→ DATA EXTRACT:
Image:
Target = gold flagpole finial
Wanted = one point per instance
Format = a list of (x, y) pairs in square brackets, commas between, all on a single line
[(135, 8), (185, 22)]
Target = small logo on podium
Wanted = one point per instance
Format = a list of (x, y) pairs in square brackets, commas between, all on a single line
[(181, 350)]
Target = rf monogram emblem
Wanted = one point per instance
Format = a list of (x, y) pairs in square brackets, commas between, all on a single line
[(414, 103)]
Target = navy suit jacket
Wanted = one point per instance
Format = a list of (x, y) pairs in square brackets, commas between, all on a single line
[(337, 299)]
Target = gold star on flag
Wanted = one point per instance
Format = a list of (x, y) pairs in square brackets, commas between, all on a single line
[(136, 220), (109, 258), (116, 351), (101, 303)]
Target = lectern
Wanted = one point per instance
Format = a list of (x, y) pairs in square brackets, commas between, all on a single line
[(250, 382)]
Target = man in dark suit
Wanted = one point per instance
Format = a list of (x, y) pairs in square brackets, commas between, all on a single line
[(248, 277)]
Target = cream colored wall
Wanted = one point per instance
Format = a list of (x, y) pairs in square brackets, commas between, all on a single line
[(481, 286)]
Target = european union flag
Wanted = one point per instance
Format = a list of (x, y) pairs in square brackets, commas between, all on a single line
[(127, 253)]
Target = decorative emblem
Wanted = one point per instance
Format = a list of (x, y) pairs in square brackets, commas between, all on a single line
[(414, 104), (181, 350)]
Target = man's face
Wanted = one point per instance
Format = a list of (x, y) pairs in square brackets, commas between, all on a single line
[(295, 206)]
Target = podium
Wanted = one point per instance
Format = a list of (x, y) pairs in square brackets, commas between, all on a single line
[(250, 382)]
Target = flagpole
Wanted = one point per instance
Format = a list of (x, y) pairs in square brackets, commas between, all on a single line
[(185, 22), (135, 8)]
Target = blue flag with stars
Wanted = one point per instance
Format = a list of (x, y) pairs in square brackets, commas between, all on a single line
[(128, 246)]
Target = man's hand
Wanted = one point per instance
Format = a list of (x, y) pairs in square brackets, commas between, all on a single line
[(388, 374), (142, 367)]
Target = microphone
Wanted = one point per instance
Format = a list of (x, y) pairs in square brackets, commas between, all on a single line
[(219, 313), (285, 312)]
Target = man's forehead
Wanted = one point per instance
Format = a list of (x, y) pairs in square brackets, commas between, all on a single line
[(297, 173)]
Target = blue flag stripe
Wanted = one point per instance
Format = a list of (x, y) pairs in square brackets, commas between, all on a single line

→ SET TASK: Copy the records from the line with "Target = man's forehead" through the end of the records, requests included, and shift every point coordinate in the answers up by 74.

→ FULL RESPONSE:
Target = man's forehead
Wanted = one point per instance
Format = a list of (x, y) pairs in square brackets, commas between, all on a single line
[(371, 247)]
Target = blue flag stripe
Wanted = one point per instance
Format = a list of (x, y) pairs in square brackets, commas between, all on a single line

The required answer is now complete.